------ Record extracts ------
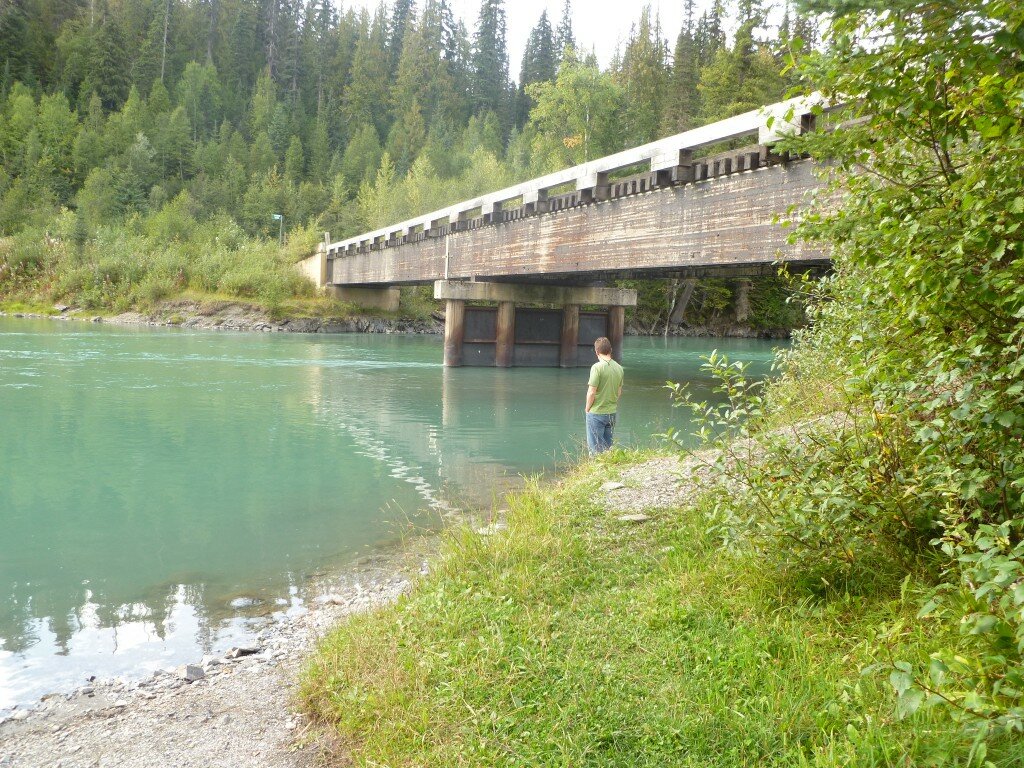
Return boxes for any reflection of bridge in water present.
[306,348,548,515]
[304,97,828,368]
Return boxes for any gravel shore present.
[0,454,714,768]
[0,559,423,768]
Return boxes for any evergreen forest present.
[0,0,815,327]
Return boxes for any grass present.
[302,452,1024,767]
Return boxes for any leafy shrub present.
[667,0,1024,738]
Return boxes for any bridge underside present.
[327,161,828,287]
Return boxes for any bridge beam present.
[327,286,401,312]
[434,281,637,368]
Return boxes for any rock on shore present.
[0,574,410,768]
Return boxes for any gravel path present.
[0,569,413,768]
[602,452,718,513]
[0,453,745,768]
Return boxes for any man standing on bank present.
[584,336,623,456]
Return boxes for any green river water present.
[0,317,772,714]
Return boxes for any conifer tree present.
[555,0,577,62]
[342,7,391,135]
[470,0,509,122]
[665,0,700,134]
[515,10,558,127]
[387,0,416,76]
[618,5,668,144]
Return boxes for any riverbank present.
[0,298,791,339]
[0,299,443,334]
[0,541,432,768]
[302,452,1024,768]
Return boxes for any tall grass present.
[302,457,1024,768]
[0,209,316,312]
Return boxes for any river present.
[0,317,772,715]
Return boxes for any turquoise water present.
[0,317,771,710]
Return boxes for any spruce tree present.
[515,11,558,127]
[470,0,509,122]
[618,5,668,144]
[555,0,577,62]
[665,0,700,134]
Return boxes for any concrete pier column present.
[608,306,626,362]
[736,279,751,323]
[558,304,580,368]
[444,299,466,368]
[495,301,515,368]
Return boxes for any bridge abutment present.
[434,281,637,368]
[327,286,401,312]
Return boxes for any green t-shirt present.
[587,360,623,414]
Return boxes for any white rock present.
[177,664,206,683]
------
Set out every line above as a JSON list of strings, one string per line, skipping blank lines and leaving the pictures out.

Finished exercise
[
  "Return boxes for any reflection of bridge in water present.",
  "[306,348,548,515]",
  "[304,97,828,368]",
  "Return boxes for any gravel shore present.",
  "[0,454,714,768]",
  "[0,559,423,768]",
  "Return boxes for any evergreen forest present.",
  "[0,0,815,327]",
  "Return boxes for any grass present.",
  "[302,452,1024,767]",
  "Return boxes for any leafy shrub present.",
  "[667,0,1024,738]",
  "Return boxes for any bridge underside present.",
  "[327,161,828,287]",
  "Return boxes for any bridge beam present.",
  "[327,286,401,312]",
  "[434,281,637,368]",
  "Return boxes for any rock on shore present.",
  "[0,574,410,768]",
  "Return boxes for any gravel path present.",
  "[0,569,413,768]",
  "[602,452,718,513]",
  "[0,453,745,768]",
  "Return boxes for any man standing on bank present.",
  "[584,336,623,456]",
  "Return boxes for any green river water present.",
  "[0,317,772,714]",
  "Return boxes for any conifer tree present.",
  "[555,0,577,62]",
  "[342,7,391,135]",
  "[470,0,509,122]",
  "[665,0,700,134]",
  "[515,10,558,127]",
  "[387,0,416,76]",
  "[618,5,668,144]",
  "Return boxes for any riverbank present.",
  "[0,298,791,339]",
  "[0,299,443,334]",
  "[0,541,432,768]",
  "[302,452,1024,768]",
  "Return boxes for any tall grass present.",
  "[302,457,1024,768]",
  "[0,209,316,312]",
  "Return boxes for any river present.",
  "[0,317,772,715]",
  "Return boxes for any turquoise water present.",
  "[0,317,771,710]",
  "Return boxes for any spruce tree present.",
  "[515,11,558,127]",
  "[470,0,509,122]",
  "[618,5,668,144]",
  "[555,0,577,62]",
  "[665,0,700,134]",
  "Return boxes for any concrete pier column present.",
  "[608,306,626,362]",
  "[736,279,751,323]",
  "[558,304,580,368]",
  "[444,299,466,368]",
  "[495,301,515,368]",
  "Return boxes for any bridge abutment present.",
  "[434,281,637,368]",
  "[327,286,401,312]",
  "Return boxes for any green t-shirt present.",
  "[587,360,623,414]",
  "Return boxes for any white rock present.",
  "[177,664,206,683]"
]